## Set problem
Swap "red tulip" for "pink tulip" in the stretch from the start of the lines through the line containing "193 143 L 196", and return only those lines with nothing else changed.

## Raw data
--- start ---

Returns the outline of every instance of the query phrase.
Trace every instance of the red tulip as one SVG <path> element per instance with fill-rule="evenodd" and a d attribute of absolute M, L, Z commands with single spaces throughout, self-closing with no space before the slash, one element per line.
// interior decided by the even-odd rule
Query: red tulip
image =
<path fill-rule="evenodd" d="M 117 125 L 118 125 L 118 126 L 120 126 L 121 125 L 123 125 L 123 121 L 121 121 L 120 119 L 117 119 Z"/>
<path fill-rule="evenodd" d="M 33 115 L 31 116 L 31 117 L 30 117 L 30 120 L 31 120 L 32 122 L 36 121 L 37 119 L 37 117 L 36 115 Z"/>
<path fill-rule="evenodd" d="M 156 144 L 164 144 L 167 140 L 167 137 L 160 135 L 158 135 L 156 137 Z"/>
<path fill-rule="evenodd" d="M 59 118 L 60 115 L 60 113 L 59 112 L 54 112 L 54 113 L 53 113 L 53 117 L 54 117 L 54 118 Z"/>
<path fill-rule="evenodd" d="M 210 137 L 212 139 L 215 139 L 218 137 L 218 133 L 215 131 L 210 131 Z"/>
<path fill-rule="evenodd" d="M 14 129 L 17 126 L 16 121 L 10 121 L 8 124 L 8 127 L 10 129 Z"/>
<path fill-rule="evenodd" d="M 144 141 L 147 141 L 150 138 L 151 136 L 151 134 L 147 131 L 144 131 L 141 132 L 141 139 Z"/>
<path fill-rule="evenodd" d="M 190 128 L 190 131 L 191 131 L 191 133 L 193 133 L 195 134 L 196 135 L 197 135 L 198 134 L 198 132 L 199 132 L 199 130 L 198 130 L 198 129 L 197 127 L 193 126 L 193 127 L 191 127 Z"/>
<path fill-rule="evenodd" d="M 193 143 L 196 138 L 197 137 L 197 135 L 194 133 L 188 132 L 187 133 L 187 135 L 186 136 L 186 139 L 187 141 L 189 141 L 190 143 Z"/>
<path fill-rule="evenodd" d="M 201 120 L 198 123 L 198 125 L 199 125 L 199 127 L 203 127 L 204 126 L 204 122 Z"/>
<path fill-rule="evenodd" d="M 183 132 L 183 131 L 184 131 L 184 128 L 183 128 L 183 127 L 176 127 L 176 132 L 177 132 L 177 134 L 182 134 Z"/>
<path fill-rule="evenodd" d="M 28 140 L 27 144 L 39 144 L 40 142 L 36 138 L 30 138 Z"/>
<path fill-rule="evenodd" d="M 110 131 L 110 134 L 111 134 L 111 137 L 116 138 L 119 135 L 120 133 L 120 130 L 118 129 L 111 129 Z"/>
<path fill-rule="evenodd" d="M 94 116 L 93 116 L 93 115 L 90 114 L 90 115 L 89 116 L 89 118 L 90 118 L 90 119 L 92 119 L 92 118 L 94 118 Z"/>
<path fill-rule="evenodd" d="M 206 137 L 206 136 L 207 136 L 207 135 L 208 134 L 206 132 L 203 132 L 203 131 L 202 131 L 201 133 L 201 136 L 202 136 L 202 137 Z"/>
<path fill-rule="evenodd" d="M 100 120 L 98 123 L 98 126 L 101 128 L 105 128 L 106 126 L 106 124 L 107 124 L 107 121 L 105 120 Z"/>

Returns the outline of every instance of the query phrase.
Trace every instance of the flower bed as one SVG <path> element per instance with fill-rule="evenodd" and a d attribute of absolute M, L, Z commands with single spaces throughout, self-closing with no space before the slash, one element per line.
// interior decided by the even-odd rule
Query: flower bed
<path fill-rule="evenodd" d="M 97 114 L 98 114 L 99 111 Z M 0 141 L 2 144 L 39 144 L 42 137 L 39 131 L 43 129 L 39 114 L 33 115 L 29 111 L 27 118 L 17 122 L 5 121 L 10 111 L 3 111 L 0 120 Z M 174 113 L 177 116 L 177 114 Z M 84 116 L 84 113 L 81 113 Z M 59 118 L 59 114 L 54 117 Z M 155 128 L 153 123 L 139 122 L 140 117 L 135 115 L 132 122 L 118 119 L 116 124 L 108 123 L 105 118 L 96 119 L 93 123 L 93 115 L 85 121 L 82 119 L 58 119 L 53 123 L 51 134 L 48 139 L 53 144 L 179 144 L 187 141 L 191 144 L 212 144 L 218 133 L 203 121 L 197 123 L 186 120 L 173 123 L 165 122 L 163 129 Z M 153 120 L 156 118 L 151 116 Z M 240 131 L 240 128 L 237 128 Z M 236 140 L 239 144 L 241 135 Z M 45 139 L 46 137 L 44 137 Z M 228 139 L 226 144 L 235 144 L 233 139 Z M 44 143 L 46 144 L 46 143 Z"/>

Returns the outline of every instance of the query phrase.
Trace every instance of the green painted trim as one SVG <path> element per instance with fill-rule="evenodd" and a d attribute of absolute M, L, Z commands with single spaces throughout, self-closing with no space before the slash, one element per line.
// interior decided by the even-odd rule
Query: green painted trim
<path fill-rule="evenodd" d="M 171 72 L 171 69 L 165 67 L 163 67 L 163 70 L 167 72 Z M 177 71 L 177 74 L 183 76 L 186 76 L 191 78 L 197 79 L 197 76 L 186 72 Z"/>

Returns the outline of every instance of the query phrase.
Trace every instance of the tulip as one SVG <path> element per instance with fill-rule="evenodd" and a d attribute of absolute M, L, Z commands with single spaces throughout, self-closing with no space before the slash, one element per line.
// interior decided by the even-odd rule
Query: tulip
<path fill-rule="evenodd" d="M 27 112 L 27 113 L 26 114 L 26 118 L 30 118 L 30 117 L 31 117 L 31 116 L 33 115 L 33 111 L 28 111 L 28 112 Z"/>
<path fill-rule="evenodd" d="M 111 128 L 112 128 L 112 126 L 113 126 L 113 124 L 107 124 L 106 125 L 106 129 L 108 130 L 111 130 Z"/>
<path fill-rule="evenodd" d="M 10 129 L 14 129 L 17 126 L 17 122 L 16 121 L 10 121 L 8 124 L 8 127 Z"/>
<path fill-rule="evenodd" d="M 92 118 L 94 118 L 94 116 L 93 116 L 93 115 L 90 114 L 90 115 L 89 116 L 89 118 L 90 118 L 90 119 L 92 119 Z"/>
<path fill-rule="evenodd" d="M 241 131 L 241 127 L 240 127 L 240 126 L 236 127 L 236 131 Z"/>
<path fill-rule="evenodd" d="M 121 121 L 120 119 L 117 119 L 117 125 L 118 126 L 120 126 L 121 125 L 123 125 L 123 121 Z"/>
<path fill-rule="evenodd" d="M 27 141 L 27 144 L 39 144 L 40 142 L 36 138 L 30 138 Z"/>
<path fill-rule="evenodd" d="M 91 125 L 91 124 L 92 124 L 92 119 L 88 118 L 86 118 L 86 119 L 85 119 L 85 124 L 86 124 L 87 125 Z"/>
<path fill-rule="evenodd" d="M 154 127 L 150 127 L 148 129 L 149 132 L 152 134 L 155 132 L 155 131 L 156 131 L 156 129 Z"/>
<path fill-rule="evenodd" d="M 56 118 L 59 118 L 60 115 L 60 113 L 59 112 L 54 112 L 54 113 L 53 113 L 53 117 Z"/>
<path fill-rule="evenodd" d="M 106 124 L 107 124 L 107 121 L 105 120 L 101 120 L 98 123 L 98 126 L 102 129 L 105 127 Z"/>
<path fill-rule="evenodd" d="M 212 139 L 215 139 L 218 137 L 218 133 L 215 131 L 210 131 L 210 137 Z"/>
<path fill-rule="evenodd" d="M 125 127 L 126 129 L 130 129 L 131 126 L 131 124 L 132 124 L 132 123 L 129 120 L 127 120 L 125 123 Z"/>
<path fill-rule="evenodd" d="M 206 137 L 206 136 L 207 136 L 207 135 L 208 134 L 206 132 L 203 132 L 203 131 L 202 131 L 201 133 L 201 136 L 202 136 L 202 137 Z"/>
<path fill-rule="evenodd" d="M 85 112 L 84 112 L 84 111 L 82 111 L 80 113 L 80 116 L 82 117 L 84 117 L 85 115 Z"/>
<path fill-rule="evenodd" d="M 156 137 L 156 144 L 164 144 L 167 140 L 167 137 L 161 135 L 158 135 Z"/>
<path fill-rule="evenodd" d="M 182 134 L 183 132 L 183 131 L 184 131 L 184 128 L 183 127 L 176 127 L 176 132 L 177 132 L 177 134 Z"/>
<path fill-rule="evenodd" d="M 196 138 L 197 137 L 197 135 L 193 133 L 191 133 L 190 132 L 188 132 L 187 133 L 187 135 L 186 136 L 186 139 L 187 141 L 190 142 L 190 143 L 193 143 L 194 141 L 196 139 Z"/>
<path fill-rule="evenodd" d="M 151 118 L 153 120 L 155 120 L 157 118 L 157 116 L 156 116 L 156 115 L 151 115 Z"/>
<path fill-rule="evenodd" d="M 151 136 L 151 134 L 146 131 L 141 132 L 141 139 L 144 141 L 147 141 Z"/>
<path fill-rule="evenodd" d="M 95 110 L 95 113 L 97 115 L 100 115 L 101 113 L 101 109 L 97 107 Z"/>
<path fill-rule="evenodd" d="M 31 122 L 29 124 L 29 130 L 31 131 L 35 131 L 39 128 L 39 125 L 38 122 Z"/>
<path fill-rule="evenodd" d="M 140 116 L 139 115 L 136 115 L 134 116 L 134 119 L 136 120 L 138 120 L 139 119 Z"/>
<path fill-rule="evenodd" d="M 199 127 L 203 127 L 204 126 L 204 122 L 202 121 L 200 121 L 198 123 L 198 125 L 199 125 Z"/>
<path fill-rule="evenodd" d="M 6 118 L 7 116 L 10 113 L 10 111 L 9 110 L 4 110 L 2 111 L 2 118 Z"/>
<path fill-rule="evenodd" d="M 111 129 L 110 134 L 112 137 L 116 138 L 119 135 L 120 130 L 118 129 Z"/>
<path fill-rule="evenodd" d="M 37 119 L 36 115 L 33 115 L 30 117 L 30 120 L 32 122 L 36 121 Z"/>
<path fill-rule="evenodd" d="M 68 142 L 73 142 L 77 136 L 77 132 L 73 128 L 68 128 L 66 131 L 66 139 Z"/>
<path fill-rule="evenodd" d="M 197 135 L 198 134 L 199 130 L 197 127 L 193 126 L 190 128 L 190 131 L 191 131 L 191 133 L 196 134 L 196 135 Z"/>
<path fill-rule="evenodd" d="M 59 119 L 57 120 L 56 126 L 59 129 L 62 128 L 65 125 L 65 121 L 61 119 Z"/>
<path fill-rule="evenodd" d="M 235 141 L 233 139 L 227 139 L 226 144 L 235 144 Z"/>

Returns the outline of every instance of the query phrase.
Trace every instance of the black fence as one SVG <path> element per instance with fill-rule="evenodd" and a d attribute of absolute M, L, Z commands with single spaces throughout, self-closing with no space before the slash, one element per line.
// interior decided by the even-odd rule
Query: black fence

--- end ---

## Correct output
Returns the outline of every instance of the query phrase.
Trace every instance of the pink tulip as one SVG <path> element per instance with fill-rule="evenodd" and a d attribute of absolute M, L, Z commands with single spaces throughout, self-closing with no space before the slash, one element per line.
// interior decided by the even-odd rule
Query: pink tulip
image =
<path fill-rule="evenodd" d="M 117 125 L 118 125 L 118 126 L 120 126 L 121 125 L 123 125 L 123 121 L 121 121 L 120 119 L 117 119 Z"/>
<path fill-rule="evenodd" d="M 33 115 L 31 116 L 31 117 L 30 117 L 30 120 L 31 120 L 32 122 L 36 121 L 37 119 L 37 117 L 36 115 Z"/>
<path fill-rule="evenodd" d="M 156 144 L 164 144 L 167 140 L 167 137 L 160 135 L 158 135 L 156 137 Z"/>
<path fill-rule="evenodd" d="M 59 118 L 60 115 L 60 113 L 59 112 L 54 112 L 54 113 L 53 113 L 53 117 L 54 117 L 54 118 Z"/>
<path fill-rule="evenodd" d="M 210 137 L 212 139 L 215 139 L 218 137 L 218 133 L 215 131 L 210 131 Z"/>
<path fill-rule="evenodd" d="M 14 129 L 17 126 L 16 121 L 10 121 L 8 124 L 8 127 L 10 129 Z"/>
<path fill-rule="evenodd" d="M 144 141 L 147 141 L 150 138 L 151 136 L 151 134 L 147 131 L 144 131 L 141 132 L 141 139 Z"/>
<path fill-rule="evenodd" d="M 190 128 L 190 131 L 191 131 L 191 133 L 193 133 L 195 134 L 196 135 L 197 135 L 198 134 L 198 132 L 199 132 L 199 130 L 198 130 L 198 129 L 197 127 L 193 126 L 193 127 L 191 127 Z"/>
<path fill-rule="evenodd" d="M 193 143 L 196 138 L 197 137 L 197 135 L 194 133 L 188 132 L 187 133 L 187 135 L 186 136 L 186 139 L 187 141 L 189 141 L 190 143 Z"/>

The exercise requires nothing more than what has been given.